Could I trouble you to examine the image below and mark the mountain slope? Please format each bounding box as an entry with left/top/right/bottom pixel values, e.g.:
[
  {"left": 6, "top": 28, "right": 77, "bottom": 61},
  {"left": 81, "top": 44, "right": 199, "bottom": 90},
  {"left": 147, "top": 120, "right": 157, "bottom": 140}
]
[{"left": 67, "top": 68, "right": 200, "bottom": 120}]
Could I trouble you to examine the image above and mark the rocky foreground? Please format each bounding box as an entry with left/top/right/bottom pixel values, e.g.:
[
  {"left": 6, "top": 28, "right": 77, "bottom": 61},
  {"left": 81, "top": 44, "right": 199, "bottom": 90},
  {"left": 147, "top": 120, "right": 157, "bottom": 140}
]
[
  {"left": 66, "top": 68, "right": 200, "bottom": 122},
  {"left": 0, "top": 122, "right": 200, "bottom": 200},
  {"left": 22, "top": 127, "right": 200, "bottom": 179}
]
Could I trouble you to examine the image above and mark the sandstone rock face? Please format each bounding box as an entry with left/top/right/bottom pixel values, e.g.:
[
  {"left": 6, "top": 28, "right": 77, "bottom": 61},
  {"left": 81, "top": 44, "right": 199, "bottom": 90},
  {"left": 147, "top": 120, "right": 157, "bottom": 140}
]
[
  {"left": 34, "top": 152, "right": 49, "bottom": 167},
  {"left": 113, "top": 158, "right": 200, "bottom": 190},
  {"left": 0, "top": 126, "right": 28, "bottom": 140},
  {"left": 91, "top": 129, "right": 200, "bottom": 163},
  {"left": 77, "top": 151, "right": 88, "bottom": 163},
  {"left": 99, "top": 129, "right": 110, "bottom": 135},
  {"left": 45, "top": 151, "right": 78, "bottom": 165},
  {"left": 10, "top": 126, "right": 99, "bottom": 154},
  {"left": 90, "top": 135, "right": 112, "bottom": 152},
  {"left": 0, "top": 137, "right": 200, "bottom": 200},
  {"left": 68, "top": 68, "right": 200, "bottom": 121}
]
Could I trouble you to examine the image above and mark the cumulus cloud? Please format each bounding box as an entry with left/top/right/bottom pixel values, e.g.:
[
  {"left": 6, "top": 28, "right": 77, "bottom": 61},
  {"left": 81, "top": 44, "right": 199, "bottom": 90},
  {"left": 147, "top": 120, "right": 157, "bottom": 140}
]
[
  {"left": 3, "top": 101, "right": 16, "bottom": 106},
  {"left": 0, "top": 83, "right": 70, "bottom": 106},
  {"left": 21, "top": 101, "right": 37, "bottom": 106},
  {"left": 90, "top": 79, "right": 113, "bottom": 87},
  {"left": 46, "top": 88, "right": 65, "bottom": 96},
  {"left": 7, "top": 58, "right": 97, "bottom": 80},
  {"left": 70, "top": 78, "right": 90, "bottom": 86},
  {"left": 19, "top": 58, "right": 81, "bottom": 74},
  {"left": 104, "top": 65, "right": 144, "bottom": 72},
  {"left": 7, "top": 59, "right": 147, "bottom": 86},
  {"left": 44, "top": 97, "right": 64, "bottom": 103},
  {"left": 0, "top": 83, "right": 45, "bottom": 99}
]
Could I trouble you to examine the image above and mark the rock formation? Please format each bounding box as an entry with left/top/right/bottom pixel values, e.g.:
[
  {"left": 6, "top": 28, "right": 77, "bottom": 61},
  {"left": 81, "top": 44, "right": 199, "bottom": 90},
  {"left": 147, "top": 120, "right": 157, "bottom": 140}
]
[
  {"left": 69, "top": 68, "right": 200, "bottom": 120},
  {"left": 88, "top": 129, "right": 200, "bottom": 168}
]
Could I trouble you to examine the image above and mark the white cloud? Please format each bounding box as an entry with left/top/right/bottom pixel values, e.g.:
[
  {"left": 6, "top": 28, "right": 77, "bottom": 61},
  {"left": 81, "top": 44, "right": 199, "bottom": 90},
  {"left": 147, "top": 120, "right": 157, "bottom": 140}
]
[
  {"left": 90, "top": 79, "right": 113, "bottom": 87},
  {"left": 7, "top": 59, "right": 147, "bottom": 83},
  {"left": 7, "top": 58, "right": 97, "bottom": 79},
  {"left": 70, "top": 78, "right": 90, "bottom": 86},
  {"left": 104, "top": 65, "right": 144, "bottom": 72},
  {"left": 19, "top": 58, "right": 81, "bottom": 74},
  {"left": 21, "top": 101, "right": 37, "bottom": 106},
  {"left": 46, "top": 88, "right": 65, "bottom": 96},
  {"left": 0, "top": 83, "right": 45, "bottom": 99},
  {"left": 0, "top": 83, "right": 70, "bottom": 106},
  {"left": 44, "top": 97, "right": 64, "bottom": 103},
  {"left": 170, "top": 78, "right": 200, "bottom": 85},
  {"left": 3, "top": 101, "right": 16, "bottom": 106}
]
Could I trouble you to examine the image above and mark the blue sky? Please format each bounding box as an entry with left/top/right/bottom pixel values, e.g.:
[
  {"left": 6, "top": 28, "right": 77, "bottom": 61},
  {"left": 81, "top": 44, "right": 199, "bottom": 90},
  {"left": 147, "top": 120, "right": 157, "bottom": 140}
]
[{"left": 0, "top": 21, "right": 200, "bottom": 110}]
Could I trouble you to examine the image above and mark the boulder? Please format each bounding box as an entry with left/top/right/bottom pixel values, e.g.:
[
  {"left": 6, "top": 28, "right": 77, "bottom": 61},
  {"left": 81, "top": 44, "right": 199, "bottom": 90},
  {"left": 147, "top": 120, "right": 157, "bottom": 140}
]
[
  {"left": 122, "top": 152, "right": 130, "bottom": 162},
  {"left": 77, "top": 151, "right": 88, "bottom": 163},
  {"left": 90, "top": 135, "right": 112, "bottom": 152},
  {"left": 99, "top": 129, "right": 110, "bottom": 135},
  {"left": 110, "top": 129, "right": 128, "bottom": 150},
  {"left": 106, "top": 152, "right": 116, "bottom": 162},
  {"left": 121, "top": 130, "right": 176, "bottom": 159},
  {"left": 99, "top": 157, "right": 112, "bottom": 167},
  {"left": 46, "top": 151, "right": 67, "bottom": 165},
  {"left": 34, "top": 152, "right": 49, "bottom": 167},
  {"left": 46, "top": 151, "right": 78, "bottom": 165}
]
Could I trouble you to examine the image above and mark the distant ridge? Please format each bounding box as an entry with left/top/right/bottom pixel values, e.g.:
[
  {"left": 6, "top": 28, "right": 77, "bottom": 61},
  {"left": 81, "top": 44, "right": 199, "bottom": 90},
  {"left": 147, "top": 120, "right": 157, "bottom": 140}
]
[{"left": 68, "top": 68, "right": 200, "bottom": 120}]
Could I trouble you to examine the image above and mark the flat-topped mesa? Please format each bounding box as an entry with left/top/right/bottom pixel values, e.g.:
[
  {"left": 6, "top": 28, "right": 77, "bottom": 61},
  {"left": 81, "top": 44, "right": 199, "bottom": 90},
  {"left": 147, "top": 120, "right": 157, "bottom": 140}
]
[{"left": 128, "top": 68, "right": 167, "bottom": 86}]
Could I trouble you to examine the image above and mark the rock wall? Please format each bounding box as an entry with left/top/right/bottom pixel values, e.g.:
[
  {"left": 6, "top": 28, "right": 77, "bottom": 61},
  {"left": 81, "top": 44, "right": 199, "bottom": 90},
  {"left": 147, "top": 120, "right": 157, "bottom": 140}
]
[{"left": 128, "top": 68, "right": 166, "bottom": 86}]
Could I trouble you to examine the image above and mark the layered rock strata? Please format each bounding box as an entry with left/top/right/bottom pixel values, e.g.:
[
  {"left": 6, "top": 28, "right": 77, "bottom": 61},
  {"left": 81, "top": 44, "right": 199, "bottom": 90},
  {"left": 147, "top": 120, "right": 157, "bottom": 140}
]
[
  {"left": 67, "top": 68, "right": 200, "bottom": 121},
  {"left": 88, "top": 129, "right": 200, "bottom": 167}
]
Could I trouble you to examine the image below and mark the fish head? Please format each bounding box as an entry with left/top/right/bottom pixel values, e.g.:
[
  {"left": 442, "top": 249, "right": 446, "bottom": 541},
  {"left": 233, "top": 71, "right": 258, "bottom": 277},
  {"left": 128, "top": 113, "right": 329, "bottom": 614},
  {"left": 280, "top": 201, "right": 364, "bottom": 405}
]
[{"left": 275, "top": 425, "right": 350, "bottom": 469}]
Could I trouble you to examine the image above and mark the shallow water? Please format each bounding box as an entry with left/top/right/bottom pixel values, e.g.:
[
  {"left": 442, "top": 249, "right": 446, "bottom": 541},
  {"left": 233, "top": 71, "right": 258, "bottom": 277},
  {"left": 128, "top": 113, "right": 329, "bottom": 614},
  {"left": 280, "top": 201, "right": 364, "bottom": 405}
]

TASK DETAILS — Find the line that contains "the rock wall?". Repeat it and every line after it, exactly as written, up to and including the last line of the records above.

ANSWER TO THIS TASK —
Could I trouble you to examine the image above and mark the rock wall? Please format each bounding box as an entry with left/top/right/bottom pixel values, e.g.:
[
  {"left": 6, "top": 28, "right": 77, "bottom": 61},
  {"left": 81, "top": 44, "right": 199, "bottom": 90},
  {"left": 147, "top": 120, "right": 157, "bottom": 140}
]
[{"left": 128, "top": 68, "right": 166, "bottom": 86}]
Could I trouble you to examine the image above and mark the layered rock strata? Please format each bounding box as an entry with left/top/right/bottom pixel values, e.g.:
[
  {"left": 6, "top": 28, "right": 77, "bottom": 61},
  {"left": 81, "top": 44, "right": 199, "bottom": 90},
  {"left": 147, "top": 120, "right": 157, "bottom": 140}
]
[
  {"left": 67, "top": 68, "right": 200, "bottom": 121},
  {"left": 88, "top": 129, "right": 200, "bottom": 167}
]
Could I trouble you to examine the image below and mark the fish head? Please format each bounding box as an entry with left/top/right/bottom pixel values, e.g.:
[
  {"left": 442, "top": 249, "right": 446, "bottom": 541},
  {"left": 233, "top": 71, "right": 258, "bottom": 277},
  {"left": 128, "top": 113, "right": 329, "bottom": 614},
  {"left": 280, "top": 201, "right": 364, "bottom": 405}
]
[{"left": 275, "top": 425, "right": 350, "bottom": 469}]
Could I trouble you to examine the image above and mark the shallow water? Please format each bounding box as an entry with left/top/right/bottom pixel values, e.g.:
[
  {"left": 442, "top": 249, "right": 446, "bottom": 541},
  {"left": 233, "top": 71, "right": 258, "bottom": 277},
  {"left": 128, "top": 113, "right": 329, "bottom": 614},
  {"left": 280, "top": 201, "right": 364, "bottom": 405}
]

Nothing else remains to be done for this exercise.